*** Materials provided

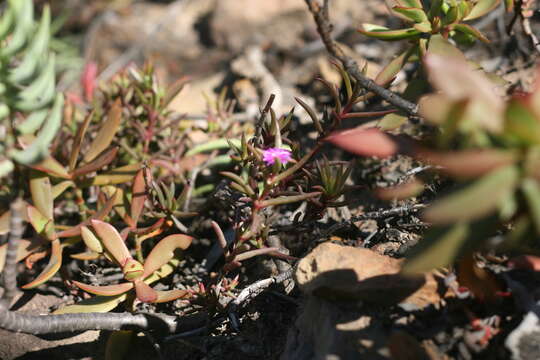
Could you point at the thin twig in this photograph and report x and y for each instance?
(53, 324)
(10, 268)
(324, 28)
(256, 288)
(375, 215)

******

### Your task
Reproduce every line of the material above, leaving out the picture, and multiply each x and y coordinate by 0.55, rounding to whole numbers with halves rounded up.

### Task solution
Could you point at the thin twig in this photograph and report x and y for each instance?
(29, 178)
(6, 147)
(178, 15)
(141, 158)
(206, 118)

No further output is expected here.